SEVENTEEN

‘Freedom is what you do with what’s been done to you.’

Jean-Paul Sartre

I had always loved reading, but there were no books in the detention centre. If you wanted a literary experience you could log onto the internet for half an hour twice a month – hardly enough time to scour a few newspaper articles, let alone lose yourself in a novel.

Detainees were permitted to print five A4 pages every fortnight – nominally for asylum claims and legal proceedings. When the old black-and-white printer was replaced by a colour model, a craze swept the prison that had nothing to do with reading. I couldn’t decide whether it was funny or heartbreaking, but people started printing mouth-watering photos of food and sticking them to their walls.

It was common to dream about food in the detention centre. Hours could be spent discussing your favourite dishes in minute detail. ‘The first thing I’ll eat when I get out…’ was a fairly normal way to start a chat. While I often thought along these lines, I didn’t see the point in adding to my troubles by staring at photos of fine cuisine all day.

Instead, I printed out a grid so I could tick off the days since the start of my incarceration, like an old-time prisoner, and stuck the calendar on the wall next to a poem that I looked to for inspiration. I’d vaguely remembered a few lines from a documentary I’d once seen and looked it up online. ‘Invictus’ was written by the English poet William Ernest Henley in 1875.

Henley’s defiant poem – penned in a moment that should have silenced him with despair – shed its light on me, from afar:

Out of the night that covers me,

Black as the pit from pole to pole,

I thank whatever gods may be

For my unconquerable soul.

In the fell clutch of circumstance

I have not winced nor cried aloud.

Under the bludgeonings of chance

My head is bloody, but unbowed.

Beyond this place of wrath and tears

Looms but the Horror of the shade,

And yet the menace of the years

Finds, and shall find, me unafraid.

It matters not how strait the gate,

How charged with punishments the scroll,

I am the master of my fate:

I am the captain of my soul.

Every line opened up a new path of possibility and understanding. The only area Henley and I diverged was on the matter of tears: he might not have cried aloud but there were times I could hardly stop.

I found myself discussing ‘Invictus’ with a former Salvation Army worker who’d stayed on after Transfield took over prisoner welfare. We were in fairly deep conversation about the ordeals of being detained when she made a suggestion. ‘I’ve read something you might like. It’s called Man’s Search for Meaning. It’s about what you’re going through.’

The caseworker couldn’t just walk through the gate and hand me a copy. Like sharpened toothbrushes and cell phones, books were contraband at the detention centre. Since she had access to the same computer as me, however, she left an electronic version of the text discreetly on the desktop. I was able to print it off – five pages at a time, twice a month.

[Problem to solve] Write the next part of the memoir passage about life in the detention centre, picking up after its last sentence.

(Region annotation entries)

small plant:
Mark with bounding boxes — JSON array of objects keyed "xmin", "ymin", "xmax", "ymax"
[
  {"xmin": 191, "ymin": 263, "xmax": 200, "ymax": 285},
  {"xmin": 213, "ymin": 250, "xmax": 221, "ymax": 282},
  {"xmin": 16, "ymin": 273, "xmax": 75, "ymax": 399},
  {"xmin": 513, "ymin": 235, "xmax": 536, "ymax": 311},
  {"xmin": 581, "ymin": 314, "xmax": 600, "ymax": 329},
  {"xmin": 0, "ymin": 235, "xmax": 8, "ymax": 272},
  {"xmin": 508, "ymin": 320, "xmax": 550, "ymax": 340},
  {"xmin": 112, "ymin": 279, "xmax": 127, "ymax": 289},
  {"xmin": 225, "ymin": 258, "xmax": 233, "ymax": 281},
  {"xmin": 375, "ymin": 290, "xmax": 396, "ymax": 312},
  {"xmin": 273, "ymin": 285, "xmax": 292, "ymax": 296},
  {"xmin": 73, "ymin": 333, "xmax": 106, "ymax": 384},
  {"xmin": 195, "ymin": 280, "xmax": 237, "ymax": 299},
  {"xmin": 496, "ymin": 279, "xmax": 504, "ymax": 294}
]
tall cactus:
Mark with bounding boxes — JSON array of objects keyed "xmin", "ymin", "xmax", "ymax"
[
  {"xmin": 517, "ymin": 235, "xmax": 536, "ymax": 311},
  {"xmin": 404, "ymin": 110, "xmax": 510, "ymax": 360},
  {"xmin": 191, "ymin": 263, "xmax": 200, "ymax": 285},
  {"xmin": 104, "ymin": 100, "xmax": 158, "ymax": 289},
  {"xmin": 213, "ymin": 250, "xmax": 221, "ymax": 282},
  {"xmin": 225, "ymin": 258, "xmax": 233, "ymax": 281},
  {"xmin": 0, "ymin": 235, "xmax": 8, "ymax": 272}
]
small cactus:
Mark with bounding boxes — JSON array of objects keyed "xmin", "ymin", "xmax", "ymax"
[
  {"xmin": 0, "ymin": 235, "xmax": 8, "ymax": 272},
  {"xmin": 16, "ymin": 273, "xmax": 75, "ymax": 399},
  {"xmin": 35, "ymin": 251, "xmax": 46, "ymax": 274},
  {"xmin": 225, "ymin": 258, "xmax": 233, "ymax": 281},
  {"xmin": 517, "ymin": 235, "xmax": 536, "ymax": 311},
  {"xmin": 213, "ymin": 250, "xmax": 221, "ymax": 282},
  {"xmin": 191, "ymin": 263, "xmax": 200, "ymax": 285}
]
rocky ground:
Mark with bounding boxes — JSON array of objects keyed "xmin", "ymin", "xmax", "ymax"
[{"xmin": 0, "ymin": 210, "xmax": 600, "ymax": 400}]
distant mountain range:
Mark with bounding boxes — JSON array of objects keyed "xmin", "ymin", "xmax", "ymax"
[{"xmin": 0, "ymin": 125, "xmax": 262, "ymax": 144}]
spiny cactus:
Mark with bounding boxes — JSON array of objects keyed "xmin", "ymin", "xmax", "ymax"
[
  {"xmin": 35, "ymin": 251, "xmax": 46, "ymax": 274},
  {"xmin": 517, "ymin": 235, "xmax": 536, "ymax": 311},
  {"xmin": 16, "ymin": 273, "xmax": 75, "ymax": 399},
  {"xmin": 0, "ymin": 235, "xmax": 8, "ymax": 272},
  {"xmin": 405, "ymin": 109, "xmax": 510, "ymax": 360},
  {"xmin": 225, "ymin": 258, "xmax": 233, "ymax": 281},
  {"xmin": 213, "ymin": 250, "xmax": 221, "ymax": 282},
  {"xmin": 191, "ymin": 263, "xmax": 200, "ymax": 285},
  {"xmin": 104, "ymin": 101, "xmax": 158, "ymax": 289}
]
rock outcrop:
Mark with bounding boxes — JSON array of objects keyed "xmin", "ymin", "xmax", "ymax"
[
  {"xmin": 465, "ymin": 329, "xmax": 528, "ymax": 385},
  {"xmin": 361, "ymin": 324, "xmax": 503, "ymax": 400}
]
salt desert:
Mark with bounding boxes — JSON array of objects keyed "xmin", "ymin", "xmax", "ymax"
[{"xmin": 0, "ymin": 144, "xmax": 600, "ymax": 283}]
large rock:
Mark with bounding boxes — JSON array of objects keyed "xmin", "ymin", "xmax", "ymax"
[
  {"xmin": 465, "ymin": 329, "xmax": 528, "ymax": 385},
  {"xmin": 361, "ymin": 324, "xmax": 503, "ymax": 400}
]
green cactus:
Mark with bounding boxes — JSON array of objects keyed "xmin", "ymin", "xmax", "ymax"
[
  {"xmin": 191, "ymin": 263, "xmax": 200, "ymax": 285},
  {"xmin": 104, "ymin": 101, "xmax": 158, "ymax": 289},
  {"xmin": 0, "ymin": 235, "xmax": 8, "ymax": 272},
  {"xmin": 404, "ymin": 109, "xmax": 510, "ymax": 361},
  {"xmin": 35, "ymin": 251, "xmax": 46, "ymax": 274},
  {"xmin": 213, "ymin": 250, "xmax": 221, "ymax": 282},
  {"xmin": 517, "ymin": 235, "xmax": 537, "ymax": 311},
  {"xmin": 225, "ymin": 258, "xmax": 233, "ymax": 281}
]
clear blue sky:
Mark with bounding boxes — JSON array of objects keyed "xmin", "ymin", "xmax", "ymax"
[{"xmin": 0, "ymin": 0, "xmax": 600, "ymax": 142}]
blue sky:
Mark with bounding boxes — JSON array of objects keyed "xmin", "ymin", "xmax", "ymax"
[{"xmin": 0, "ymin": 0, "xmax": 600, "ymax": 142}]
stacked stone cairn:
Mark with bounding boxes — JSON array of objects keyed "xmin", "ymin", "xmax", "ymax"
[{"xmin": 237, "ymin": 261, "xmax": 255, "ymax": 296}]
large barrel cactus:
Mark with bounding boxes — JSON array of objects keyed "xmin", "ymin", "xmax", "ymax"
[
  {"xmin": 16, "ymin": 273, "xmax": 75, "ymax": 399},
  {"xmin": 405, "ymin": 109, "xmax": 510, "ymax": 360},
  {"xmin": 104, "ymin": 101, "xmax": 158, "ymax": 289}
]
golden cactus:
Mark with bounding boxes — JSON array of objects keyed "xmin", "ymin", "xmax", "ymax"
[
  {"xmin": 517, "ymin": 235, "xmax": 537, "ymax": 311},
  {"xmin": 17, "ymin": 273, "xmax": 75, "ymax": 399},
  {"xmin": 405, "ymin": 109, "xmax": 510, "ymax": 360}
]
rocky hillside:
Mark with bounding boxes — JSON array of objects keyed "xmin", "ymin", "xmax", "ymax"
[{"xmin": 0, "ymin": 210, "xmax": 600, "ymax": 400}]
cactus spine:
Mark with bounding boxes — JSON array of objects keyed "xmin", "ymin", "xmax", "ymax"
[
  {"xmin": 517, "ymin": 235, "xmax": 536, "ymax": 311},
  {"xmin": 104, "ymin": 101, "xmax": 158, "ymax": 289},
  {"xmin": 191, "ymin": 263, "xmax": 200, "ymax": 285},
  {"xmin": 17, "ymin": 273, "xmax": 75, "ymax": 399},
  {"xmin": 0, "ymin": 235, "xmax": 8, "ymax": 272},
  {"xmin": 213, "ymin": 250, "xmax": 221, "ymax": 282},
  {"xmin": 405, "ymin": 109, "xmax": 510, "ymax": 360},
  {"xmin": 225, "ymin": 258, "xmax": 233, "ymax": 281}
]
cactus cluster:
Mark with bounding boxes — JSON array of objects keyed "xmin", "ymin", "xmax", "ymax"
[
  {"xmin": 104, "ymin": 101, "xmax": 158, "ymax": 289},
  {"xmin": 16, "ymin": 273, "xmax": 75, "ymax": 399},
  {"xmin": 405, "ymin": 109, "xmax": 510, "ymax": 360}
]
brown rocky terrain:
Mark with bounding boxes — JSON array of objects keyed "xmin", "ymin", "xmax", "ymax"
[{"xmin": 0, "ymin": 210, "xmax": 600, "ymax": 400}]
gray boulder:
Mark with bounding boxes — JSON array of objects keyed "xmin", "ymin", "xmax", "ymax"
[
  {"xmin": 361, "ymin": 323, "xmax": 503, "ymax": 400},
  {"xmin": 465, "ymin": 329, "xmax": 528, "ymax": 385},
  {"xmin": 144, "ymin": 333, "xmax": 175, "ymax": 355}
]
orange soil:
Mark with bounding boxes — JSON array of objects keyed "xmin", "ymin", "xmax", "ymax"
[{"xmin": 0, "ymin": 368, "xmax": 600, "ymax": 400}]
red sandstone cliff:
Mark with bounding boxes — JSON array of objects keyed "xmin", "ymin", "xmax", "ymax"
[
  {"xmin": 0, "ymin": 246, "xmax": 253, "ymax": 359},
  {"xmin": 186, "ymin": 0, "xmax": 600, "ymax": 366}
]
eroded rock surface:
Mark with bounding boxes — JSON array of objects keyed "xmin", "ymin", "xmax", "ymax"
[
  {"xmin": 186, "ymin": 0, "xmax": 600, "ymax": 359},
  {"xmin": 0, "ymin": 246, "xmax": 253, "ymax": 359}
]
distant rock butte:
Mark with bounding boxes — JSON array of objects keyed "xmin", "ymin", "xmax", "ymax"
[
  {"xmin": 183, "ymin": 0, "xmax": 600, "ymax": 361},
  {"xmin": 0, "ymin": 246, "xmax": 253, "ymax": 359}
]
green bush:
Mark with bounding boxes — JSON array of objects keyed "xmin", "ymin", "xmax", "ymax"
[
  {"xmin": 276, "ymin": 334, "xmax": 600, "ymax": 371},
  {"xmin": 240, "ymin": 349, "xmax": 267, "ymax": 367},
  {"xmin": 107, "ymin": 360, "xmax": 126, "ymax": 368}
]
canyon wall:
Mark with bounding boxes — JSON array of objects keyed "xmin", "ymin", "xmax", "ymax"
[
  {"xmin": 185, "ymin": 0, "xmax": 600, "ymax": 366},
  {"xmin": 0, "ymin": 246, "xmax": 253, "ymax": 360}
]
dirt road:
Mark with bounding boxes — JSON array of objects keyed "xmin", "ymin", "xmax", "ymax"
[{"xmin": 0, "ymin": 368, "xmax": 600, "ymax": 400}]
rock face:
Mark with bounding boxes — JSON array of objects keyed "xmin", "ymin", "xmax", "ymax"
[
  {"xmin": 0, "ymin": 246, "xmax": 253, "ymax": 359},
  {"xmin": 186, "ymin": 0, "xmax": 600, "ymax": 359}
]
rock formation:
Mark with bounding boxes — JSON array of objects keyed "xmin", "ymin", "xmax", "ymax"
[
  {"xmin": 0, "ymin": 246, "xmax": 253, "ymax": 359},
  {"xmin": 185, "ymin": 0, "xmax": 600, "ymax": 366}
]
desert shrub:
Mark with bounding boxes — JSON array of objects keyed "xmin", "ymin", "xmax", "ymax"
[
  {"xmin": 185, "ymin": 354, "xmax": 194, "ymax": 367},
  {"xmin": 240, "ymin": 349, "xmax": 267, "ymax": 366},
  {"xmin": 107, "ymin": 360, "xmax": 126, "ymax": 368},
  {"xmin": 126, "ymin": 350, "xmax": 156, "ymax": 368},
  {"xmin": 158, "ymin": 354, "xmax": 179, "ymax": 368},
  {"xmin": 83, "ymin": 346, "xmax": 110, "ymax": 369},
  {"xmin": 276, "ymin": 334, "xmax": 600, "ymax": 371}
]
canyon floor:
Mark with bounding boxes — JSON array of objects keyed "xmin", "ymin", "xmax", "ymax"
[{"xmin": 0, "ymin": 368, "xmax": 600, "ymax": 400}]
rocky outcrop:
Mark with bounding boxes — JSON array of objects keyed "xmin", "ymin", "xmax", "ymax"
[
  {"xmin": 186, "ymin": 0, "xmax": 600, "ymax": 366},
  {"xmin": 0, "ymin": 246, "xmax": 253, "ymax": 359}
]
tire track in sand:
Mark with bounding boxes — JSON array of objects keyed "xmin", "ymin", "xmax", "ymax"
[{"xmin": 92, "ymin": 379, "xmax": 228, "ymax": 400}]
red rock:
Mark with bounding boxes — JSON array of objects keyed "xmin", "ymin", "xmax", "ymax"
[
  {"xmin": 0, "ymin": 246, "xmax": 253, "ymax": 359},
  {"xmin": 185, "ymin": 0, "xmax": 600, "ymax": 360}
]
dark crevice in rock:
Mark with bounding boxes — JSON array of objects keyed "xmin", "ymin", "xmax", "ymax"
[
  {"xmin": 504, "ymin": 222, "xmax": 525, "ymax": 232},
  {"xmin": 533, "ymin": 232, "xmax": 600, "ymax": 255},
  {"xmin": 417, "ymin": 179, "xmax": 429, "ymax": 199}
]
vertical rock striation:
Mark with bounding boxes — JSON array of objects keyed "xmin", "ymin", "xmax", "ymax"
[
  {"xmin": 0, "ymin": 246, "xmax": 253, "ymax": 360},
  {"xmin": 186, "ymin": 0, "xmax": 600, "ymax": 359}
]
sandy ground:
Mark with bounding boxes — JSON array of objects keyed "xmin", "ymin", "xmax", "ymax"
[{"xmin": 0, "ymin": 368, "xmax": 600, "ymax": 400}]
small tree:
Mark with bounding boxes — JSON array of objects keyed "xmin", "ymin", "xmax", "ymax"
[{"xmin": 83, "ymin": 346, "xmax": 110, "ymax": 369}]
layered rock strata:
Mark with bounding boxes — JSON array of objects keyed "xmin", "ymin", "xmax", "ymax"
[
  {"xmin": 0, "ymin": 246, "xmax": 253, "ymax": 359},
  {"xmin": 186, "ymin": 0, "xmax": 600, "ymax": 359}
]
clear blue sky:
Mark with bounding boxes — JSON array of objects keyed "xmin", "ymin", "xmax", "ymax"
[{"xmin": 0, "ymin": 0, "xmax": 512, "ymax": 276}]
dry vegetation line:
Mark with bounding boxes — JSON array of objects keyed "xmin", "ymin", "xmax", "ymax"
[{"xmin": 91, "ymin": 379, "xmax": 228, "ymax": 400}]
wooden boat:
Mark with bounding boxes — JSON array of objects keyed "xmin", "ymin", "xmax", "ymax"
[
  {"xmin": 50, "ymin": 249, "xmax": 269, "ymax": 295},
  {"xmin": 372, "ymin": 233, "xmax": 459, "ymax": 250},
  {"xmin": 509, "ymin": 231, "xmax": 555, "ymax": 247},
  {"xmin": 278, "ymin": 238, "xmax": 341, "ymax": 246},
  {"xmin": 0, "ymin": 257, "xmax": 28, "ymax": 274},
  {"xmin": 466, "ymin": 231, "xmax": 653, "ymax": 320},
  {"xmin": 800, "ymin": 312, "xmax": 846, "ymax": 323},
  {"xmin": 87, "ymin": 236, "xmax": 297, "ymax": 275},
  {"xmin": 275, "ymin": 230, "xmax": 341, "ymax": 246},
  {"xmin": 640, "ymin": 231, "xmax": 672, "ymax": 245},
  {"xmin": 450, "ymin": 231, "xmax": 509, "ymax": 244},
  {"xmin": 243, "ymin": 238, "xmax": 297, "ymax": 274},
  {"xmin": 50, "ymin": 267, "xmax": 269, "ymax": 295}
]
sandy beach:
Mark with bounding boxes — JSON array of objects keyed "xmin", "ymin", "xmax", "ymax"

[Reply]
To begin with I read each little bundle straight away, but quickly grew frustrated at having to wait two weeks to print off another five pages. I decided to be disciplined and hold out until I’d printed the entire book before I resumed my reading. After all, it wasn’t as if I was going anywhere. It took me many months, but I eventually ended up with a large ream of A4 paper containing Man’s Search for Meaning.

There was an occasional sewing class in the detention centre where we could repair tears in our clothing. I took the loose pages along one day and neatly sewed them into a basic book, using a needle and thread. It may have been the first-ever copy of Man’s Search for Meaning hand-bound inside a prison.

If so, it would be fitting. Written by the Austrian psychiatrist Viktor Frankl, the book is an account of his experiences as a prisoner in Nazi concentration camps. Frankl managed to survive the Holocaust with his body and spirit intact. Even as he faced cruelty and depravity on a scale that was unprecedented in history, he realised he was ultimately the one in control of his humanity. Not even the Third Reich could take that away.

‘When we are no longer able to change a situation,’ Frankl wrote, ‘we are challenged to change ourselves. Everything can be taken from a man but one thing: the last of the human freedoms – to choose one’s attitude in any given set of circumstances, to choose one’s own way.’

Reading those words was a revelation. Until that moment, I felt like I had lost control, and that ending my life was the only way to take it back. Writing as a fellow prisoner, the survivor of a genocidal effort that took the lives of millions, Frankl was in a unique position to show me the terrible flaw of this stance.

‘It did not really matter what we expected from life,’ Frankl observed, ‘but rather what life expected from us.’

It was a turning point. While I may not have had agency over the conditions in which I was held, my inner life was still my own. Suffering was ultimately external. Whatever constraints imposed by the guards or the governments of PNG and Australia, they could never touch my soul. The choice of how I responded, or who I wished to be, was still my own to make.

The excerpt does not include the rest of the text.